-- Start of Data provided --
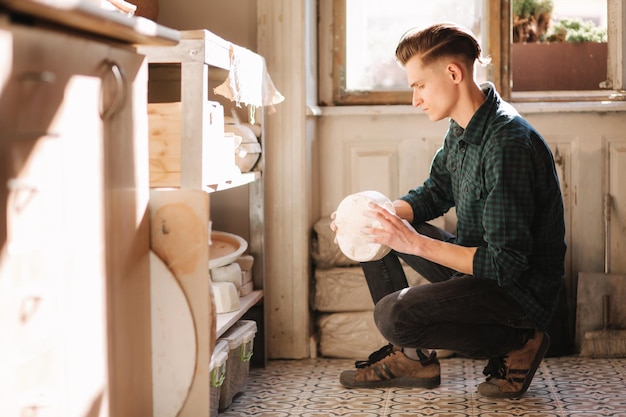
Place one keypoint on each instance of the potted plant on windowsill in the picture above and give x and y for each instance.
(567, 54)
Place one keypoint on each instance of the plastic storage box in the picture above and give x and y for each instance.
(217, 373)
(240, 338)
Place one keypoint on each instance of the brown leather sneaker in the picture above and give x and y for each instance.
(389, 367)
(509, 377)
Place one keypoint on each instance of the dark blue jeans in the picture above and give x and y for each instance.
(469, 315)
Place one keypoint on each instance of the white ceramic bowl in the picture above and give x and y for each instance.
(350, 221)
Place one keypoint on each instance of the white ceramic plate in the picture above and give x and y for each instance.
(225, 248)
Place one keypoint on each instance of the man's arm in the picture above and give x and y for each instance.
(398, 234)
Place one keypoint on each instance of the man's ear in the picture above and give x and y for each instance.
(455, 72)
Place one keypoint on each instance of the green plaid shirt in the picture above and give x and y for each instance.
(499, 174)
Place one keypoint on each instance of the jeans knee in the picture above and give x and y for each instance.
(386, 317)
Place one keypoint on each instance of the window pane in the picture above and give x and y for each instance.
(563, 47)
(374, 27)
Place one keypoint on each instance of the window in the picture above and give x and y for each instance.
(364, 70)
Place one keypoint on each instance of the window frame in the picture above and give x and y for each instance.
(497, 20)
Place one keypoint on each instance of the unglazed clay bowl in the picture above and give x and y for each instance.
(350, 222)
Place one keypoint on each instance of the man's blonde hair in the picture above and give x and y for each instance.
(437, 41)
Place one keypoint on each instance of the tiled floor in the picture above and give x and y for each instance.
(569, 386)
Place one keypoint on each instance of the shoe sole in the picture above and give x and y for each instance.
(543, 348)
(347, 380)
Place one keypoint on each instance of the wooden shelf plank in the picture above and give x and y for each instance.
(244, 178)
(226, 320)
(84, 15)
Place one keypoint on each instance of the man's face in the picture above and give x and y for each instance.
(433, 87)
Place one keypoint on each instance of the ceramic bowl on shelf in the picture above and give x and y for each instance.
(225, 248)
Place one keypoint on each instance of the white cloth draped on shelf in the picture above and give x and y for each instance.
(249, 82)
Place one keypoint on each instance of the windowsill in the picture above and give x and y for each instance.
(522, 107)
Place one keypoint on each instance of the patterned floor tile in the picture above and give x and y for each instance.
(569, 386)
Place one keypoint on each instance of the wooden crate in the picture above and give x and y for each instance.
(166, 149)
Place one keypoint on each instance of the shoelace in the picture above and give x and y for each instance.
(496, 368)
(375, 357)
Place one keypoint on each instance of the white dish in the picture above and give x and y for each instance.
(225, 248)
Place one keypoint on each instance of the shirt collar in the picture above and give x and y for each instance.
(475, 128)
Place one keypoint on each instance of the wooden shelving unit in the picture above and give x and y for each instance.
(195, 54)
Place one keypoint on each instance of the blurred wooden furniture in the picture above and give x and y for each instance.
-- End of Data provided --
Output the lines above in full and exactly as given, omitting any pictures.

#### Exercise answer
Place one keypoint on each instance of the potted plant on windowsill in the picture above and give x and y for each instance.
(567, 54)
Place one keypoint on each instance of the plastic storage box in the picture above and give x and y for each instance.
(217, 373)
(240, 338)
Place one keypoint on each instance of the brown leather sneaker in the picture above and give x and y for each instance.
(389, 367)
(509, 377)
Place one keypoint on each instance of the dark blue jeans in the picture above and give x and y for each instance.
(469, 315)
Place one keypoint on each instance of the white ceramic bowl in the picture above and give x and y for each instance.
(350, 221)
Place one keypoint on each instance of the white ceramic plate in the picture above and give x and y for each instance.
(225, 248)
Place one keypoint on each instance of the man's arm in the picture above and give x and y for each instance.
(398, 234)
Place one keypoint on each instance of the man's ear in the picture above and give x and y for each instance.
(455, 72)
Place one keypoint on each instance of the green plaid shirt in the picture above and give x and y for each instance.
(499, 174)
Place one keypoint on each instance of the jeans knee in the picture above and give x and y for each instance.
(386, 317)
Place one keypoint on each instance of the window pane in the picture above and give x and y for each instance.
(563, 47)
(374, 27)
Place one keypoint on each instance of the window in the picture above and give x and y for each instance.
(364, 70)
Place one keypoint on each instance of the window frame in the picture above and give x and y for each instance.
(497, 20)
Place one keypoint on each instance of the unglazed clay bowl in the picture above and give x and y for each instance.
(350, 222)
Place one keypoint on each instance of the man's blonde hair in the picture above and give x and y for each instance.
(437, 41)
Place one keypoint on each instance of the tiled floor in the picture above and give x and y for each instance.
(569, 386)
Place one keypoint on each instance of the shoe sole in the picture above and give x and y for each instance.
(543, 348)
(347, 380)
Place one keypoint on each instance of the wooden shelf plank in the picture above and give x and y for each instance.
(244, 178)
(226, 320)
(84, 15)
Place one keypoint on each instance of the man's face in the picture above and give x and y for each instance.
(433, 87)
Place one keypoint on each instance of the ceramic bowl on shelf in the picture above and give x and y for each instance.
(225, 248)
Place one keypoint on each instance of the white cloth draped on shelf in the picture above and give x and y for each instance.
(249, 82)
Place one keypoint on each instance of the windowsill in the picture above and give x and y for each instance.
(522, 107)
Place one keypoint on each instance of the patterned floor tile in the picture above and give x and y for each instance.
(569, 386)
Place one keypoint on each instance of the wooden crate in the picture above and give x and y for each instance.
(166, 149)
Place one keypoint on each instance of the shoelace in the picture above and give x and y for each instance.
(496, 368)
(375, 357)
Place one keypoint on each instance of the white dish in the picture above and give x and y for each instance.
(225, 248)
Place one keypoint on each instance of the shirt collar in the picture above and give x and y for each instance.
(475, 128)
Place one keypoint on each instance of the wooden shelving unit in the picture above and give x and y for each instance.
(195, 54)
Place one keypoint on each instance of the blurred wooden furniture in the picture above and give x and y for each instance.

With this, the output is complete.